What the exercise asks >> Rewrite the listing below, changing every "girl's arm" to "girl's hand" and leaving everything else unchanged. Omit the picture from your answer.

Records for processing >>
=-=-=
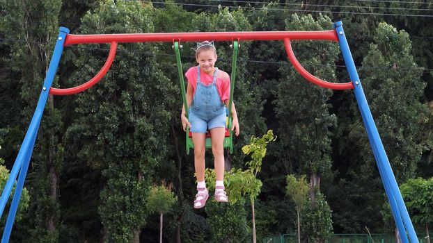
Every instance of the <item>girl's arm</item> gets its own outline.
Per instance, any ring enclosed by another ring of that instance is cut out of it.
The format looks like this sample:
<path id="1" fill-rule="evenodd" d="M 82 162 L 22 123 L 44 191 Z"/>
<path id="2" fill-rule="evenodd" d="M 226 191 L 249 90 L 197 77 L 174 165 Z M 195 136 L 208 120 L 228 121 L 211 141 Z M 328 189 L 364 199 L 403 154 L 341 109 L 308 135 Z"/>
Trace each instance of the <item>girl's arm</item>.
<path id="1" fill-rule="evenodd" d="M 188 81 L 188 86 L 187 87 L 187 107 L 189 108 L 191 103 L 192 103 L 192 85 L 191 83 Z M 182 115 L 185 115 L 185 106 L 184 104 L 182 105 Z"/>
<path id="2" fill-rule="evenodd" d="M 228 102 L 229 102 L 229 100 L 224 101 L 224 103 L 226 103 L 226 107 L 227 107 L 228 108 L 229 107 Z M 232 103 L 231 115 L 232 115 L 232 118 L 233 118 L 232 131 L 235 131 L 235 134 L 237 136 L 238 136 L 240 131 L 239 129 L 239 120 L 237 119 L 237 113 L 236 112 L 236 108 L 235 107 L 235 102 Z"/>
<path id="3" fill-rule="evenodd" d="M 190 82 L 188 81 L 188 87 L 187 87 L 187 107 L 189 108 L 191 106 L 191 103 L 192 103 L 192 85 Z M 182 121 L 182 128 L 184 131 L 187 131 L 187 126 L 188 126 L 191 128 L 191 123 L 187 118 L 187 115 L 185 112 L 185 106 L 182 104 L 182 113 L 180 115 L 180 120 Z"/>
=-=-=
Written solution >>
Every instance of the <item>girl's hand</item> gets its own outline.
Per instance, any ring enclosed by another ring of that instance is cut out of it.
The format looks like this sample:
<path id="1" fill-rule="evenodd" d="M 82 162 L 22 123 L 44 191 Z"/>
<path id="2" fill-rule="evenodd" d="M 226 191 L 249 90 L 197 77 L 174 165 Z M 195 136 L 208 120 L 228 121 L 211 141 Z M 328 189 L 364 199 L 403 154 L 341 109 L 308 135 Z"/>
Trace each instance of the <item>girl's hand</item>.
<path id="1" fill-rule="evenodd" d="M 188 81 L 188 86 L 187 87 L 187 107 L 189 108 L 191 103 L 192 103 L 192 85 L 191 83 Z M 182 115 L 185 115 L 185 106 L 184 104 L 182 105 Z"/>
<path id="2" fill-rule="evenodd" d="M 228 102 L 229 102 L 229 100 L 224 101 L 224 103 L 226 103 L 226 107 L 227 107 L 228 108 L 229 107 Z M 232 103 L 231 115 L 232 115 L 232 118 L 233 118 L 232 131 L 235 131 L 235 134 L 237 136 L 238 136 L 240 131 L 239 129 L 239 120 L 237 119 L 237 113 L 236 112 L 236 108 L 235 107 L 235 102 Z"/>
<path id="3" fill-rule="evenodd" d="M 190 82 L 188 81 L 188 87 L 187 87 L 187 107 L 189 108 L 191 106 L 191 103 L 192 103 L 192 85 Z M 182 121 L 182 128 L 184 131 L 187 131 L 187 126 L 188 126 L 191 128 L 191 123 L 187 118 L 187 115 L 185 112 L 185 106 L 182 104 L 182 113 L 180 115 L 180 120 Z"/>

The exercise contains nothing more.